[Coordinate labeling records]
---*---
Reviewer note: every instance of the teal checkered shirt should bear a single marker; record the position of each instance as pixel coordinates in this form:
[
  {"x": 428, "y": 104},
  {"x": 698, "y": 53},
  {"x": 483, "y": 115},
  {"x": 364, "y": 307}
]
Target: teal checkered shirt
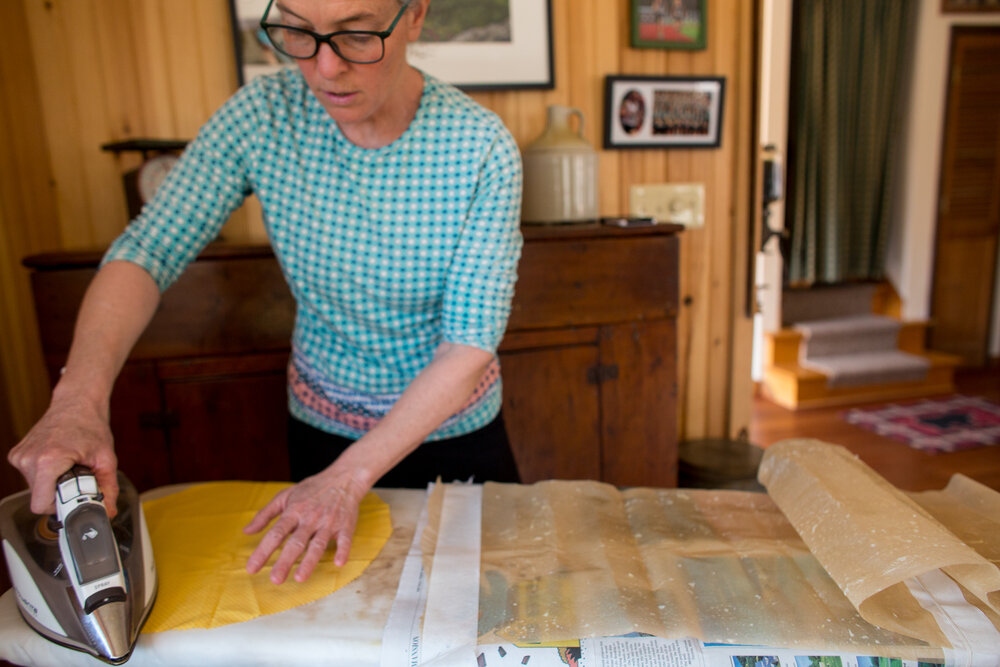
[{"x": 388, "y": 251}]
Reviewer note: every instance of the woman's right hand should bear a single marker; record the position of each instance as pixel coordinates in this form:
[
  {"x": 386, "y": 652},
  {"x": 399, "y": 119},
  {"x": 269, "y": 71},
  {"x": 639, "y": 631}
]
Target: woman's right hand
[{"x": 71, "y": 431}]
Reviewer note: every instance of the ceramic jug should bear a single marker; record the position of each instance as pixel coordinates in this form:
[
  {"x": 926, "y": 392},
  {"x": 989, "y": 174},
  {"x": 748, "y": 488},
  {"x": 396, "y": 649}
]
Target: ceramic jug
[{"x": 560, "y": 172}]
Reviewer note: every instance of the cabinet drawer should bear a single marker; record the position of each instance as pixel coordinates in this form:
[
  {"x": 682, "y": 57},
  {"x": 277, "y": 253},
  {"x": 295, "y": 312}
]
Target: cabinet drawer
[{"x": 595, "y": 281}]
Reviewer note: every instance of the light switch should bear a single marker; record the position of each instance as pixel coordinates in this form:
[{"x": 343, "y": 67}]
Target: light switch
[{"x": 678, "y": 203}]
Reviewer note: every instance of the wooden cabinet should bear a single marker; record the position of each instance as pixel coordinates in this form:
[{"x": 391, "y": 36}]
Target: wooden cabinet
[{"x": 588, "y": 361}]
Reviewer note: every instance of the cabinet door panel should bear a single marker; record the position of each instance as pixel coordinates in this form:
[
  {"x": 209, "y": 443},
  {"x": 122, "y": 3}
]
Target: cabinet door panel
[
  {"x": 228, "y": 428},
  {"x": 551, "y": 412},
  {"x": 639, "y": 405},
  {"x": 140, "y": 444}
]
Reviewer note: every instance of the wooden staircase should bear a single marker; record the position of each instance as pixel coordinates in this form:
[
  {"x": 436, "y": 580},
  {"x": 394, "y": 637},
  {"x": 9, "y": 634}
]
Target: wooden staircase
[{"x": 790, "y": 385}]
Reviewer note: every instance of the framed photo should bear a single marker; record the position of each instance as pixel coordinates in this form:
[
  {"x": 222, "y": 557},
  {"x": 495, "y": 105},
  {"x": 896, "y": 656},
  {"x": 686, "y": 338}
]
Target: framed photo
[
  {"x": 669, "y": 24},
  {"x": 482, "y": 45},
  {"x": 970, "y": 6},
  {"x": 663, "y": 111}
]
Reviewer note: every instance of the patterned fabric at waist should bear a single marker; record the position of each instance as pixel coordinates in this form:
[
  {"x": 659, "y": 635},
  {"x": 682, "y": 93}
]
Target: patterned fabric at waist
[{"x": 353, "y": 413}]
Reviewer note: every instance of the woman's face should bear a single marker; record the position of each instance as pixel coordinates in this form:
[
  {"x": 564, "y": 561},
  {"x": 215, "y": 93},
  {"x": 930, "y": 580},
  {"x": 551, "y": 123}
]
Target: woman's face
[{"x": 353, "y": 93}]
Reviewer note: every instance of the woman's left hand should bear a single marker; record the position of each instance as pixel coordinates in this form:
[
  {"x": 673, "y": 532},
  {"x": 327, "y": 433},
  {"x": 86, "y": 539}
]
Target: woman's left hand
[{"x": 310, "y": 514}]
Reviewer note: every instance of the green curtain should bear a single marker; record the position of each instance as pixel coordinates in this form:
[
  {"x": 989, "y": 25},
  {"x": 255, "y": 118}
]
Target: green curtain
[{"x": 849, "y": 65}]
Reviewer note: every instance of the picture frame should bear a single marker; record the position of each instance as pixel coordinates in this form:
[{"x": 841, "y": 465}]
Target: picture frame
[
  {"x": 486, "y": 45},
  {"x": 669, "y": 24},
  {"x": 663, "y": 111},
  {"x": 969, "y": 6}
]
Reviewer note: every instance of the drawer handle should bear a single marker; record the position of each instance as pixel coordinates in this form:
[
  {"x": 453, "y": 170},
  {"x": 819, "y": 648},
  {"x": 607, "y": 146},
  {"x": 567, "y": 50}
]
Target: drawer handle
[
  {"x": 599, "y": 373},
  {"x": 159, "y": 420}
]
---*---
■ What the task requires:
Render the lines from the one containing "Reviewer note: every instance of the picture" through the end of the records, both included, as a Markdown table with columns Row and Line, omitting any blank lines.

■ Complete output:
| Row | Line |
|---|---|
| 1 | Reviewer note: every instance of the picture frame should bear a single marker; record the position of each instance as pixel coordinates in this form: |
| 2 | [{"x": 841, "y": 465}] |
| 3 | Target: picture frame |
| 4 | [ |
| 5 |   {"x": 486, "y": 45}, |
| 6 |   {"x": 669, "y": 24}, |
| 7 |   {"x": 663, "y": 111}, |
| 8 |   {"x": 969, "y": 6} |
| 9 | ] |
| 10 | Reviewer note: every instance of the drawer handle should bear a single marker; record the position of each instance as pixel coordinates in this form: |
| 11 | [ |
| 12 |   {"x": 453, "y": 170}, |
| 13 |   {"x": 819, "y": 648}, |
| 14 |   {"x": 607, "y": 146}, |
| 15 |   {"x": 567, "y": 50} |
| 16 | ] |
| 17 | Target: drawer handle |
| 18 | [ |
| 19 |   {"x": 599, "y": 373}, |
| 20 |   {"x": 159, "y": 420} |
| 21 | ] |